## [Activity]
Please give back the listing below word for word and drop any images.
++++ Given information
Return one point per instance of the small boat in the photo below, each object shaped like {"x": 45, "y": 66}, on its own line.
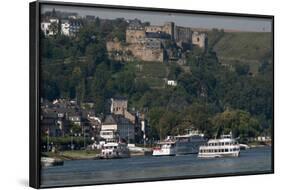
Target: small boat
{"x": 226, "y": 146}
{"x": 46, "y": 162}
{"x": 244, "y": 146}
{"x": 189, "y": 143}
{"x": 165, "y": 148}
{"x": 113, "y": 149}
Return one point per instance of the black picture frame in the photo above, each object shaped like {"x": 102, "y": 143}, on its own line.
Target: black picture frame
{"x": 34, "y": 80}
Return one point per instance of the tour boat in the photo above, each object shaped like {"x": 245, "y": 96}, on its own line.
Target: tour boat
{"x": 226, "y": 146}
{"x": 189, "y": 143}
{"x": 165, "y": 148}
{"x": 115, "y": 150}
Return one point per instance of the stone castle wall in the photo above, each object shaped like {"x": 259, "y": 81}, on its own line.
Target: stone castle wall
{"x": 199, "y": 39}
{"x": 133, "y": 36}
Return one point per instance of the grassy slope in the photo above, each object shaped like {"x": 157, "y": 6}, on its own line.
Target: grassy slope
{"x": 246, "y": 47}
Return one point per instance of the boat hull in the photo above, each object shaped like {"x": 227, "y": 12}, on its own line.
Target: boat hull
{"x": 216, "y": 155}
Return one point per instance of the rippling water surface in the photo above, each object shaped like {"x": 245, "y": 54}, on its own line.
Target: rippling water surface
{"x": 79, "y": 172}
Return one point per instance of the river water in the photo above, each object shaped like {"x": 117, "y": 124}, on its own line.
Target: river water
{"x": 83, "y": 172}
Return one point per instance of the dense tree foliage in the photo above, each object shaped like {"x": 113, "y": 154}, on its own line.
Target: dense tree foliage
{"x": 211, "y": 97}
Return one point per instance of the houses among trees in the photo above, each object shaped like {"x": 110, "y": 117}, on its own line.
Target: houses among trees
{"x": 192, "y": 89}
++++++++
## [Answer]
Return one point per instance of the small boat in the photo below, each object shaped like {"x": 45, "y": 66}, on its own line.
Target: small boat
{"x": 226, "y": 146}
{"x": 46, "y": 162}
{"x": 244, "y": 146}
{"x": 189, "y": 143}
{"x": 165, "y": 148}
{"x": 113, "y": 149}
Return one point per instance of the black picture frame in the photo above, each object shaped like {"x": 102, "y": 143}, on its own line.
Target: black picture frame
{"x": 34, "y": 80}
Return one point per instance of the tour boat in the photo above, each object shaped like {"x": 245, "y": 96}, on its own line.
Target: tour boat
{"x": 226, "y": 146}
{"x": 189, "y": 143}
{"x": 165, "y": 148}
{"x": 115, "y": 150}
Return one point per instance of the stone castle wall in the photo above, each object shaped like {"x": 259, "y": 81}, on its own line.
Target: stone castle wall
{"x": 199, "y": 39}
{"x": 133, "y": 36}
Return one point per instance of the grassy slope in the photo above, each object shaped like {"x": 157, "y": 6}, on its own line.
Target: grassy slope
{"x": 246, "y": 47}
Return one point per instance of the boat hull in the photo above, each object shaped like {"x": 227, "y": 12}, on its own line.
Target: boat hull
{"x": 216, "y": 155}
Return one point per instance of the rippling water surface in the photo above, each object shaped like {"x": 245, "y": 54}, on its own line.
Target: rippling water surface
{"x": 79, "y": 172}
Return one point per instance of the river water in the photo above, each object shaped like {"x": 117, "y": 124}, on its own line.
Target: river water
{"x": 83, "y": 172}
Return one point per instance of the dense tree foliage in the photo above, each object shaped like {"x": 113, "y": 154}, on its own line.
Target: dense tree foliage
{"x": 211, "y": 97}
Return one point per instance of the houses among trees in the photo above, each object shaped like {"x": 110, "y": 117}, on its own line.
Target: houses among trees
{"x": 192, "y": 89}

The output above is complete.